§ TASKS AND EXERCISES
**1.** From the account of the Porlock to Lynmouth coast path walk, list the obstacles named on the landslip stretch of track past Culbone.
**2.** In the account of the Porlock to Lynmouth coast path walk, turn the paragraph that begins 'The "official" section starts at Porlock Weir' into a short list that keeps its main facts.

§ QUOTED TEXT
· · ·

The Southwest Coast Path: Section 2: Porlock to Lynmouth
Official distance: 14 miles
Jen distance 16.4 miles
Total Height climbed: 3,156 ft.
SWCPA grading: Moderate.

The "official" section starts at Porlock Weir but no one told Albert.  He was at Porlock 2.8 k away so first I had a 2.8 k walk to the start point. Not unpleasant, tarmac is tarmac but this was quiet and peaceful tarmac at 8.30 in the morning.

Then, finally, at Porlock Weir time to leave tarmac for the path,  a pleasant walk behind the Anchor pub, across some fields and into woods.




Pleasant Porlock Weir and the Anchor pub, the footpath leaves the road to continue behind.

Woods dominate this section. About 10km of the path is through them.

Just under 2 miles after leaving Porlock weir so the small church of Culborne is reached. It is the smallest church in England to hold regular services, a maximum capacity of about 30 people, including I suspect the odd coast path walker who has just seen what lies ahead. A quite steep section through woods that used to be a leper colony.

Set in a wooded combe and approachable only down an unmade track, Culbone church

About 1/4m past Culbone and the path divides. The "official" route goes to the left, past some farms and on made roads, the "alternative" goes off to the right.

This is an area badly affected by landslip and soon the track starts to resemble an arboreal war zone. Fallen trees everywhere requiring considerable agility to go either over, under or around, as well as boulders, rubble and even parts of the path broken away.

 A lot of the path has had to be closed resulting in diversions often consisting of steep stepped ascents to get round. This can make for some hard walking.

After about 3 miles the two paths reunite and also for the first time there are glimpses of the coast ahead and it is a beautiful coastline, where glorious high Exmoor tumbles into the Bristol Channel.

Foreland point and a glimpse of the highest point on this section, Countisbury hill.

· · ·

§ RECORDS SUPPLIED
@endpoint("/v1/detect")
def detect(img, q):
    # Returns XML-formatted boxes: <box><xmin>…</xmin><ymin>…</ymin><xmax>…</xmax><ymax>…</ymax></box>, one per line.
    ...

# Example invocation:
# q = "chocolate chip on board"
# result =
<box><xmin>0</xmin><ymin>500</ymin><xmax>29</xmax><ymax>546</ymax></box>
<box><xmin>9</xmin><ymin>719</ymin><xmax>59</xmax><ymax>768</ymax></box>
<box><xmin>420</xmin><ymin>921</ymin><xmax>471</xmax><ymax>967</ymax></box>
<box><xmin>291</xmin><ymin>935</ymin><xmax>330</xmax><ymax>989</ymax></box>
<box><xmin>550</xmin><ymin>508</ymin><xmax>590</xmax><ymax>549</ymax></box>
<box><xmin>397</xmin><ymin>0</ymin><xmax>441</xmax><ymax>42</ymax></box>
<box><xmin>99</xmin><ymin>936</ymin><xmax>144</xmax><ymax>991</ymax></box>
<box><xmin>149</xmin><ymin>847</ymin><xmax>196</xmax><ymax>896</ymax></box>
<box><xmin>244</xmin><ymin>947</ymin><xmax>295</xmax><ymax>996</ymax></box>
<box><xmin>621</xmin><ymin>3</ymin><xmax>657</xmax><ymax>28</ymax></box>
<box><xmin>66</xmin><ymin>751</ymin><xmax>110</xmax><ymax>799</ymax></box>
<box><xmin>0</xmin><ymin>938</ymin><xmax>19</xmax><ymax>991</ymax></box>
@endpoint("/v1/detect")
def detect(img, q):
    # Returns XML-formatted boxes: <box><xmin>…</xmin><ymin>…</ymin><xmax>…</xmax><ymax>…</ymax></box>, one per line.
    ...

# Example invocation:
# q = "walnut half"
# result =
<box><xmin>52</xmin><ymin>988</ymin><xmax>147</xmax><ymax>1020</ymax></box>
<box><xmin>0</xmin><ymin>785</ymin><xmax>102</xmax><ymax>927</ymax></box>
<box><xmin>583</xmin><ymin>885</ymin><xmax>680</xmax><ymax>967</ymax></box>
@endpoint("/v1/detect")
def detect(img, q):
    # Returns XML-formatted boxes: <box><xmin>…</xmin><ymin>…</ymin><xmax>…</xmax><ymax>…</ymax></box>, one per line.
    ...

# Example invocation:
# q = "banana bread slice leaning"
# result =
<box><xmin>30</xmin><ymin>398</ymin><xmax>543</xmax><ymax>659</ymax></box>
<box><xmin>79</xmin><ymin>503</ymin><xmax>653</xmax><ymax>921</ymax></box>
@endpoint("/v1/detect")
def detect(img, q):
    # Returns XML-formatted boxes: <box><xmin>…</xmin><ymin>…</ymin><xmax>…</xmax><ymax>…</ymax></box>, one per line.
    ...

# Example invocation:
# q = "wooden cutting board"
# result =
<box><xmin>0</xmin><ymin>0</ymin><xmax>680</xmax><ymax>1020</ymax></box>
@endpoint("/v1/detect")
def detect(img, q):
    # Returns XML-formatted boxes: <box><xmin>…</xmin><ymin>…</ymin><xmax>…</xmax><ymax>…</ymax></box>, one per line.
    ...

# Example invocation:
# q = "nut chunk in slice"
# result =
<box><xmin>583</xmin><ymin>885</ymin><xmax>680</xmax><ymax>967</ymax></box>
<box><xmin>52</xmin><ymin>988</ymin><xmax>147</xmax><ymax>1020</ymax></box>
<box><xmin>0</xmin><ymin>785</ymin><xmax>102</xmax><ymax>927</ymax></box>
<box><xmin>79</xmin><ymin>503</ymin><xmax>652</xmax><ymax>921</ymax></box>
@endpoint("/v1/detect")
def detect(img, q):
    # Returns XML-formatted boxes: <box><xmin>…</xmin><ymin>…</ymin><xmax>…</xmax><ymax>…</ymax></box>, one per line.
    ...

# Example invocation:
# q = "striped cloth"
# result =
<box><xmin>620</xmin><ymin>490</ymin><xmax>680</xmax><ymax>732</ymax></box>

· · ·

§ PER-TASK OUTPUTS
**1.**
- Fallen trees
- Boulders
- Rubble
- Parts of the path broken away

**2.**
- The official section starts at Porlock Weir.
- Albert was at Porlock, 2.8 k away.
- That meant a 2.8 k walk to the start point.
- The walk was on quiet, peaceful tarmac at 8.30 in the morning.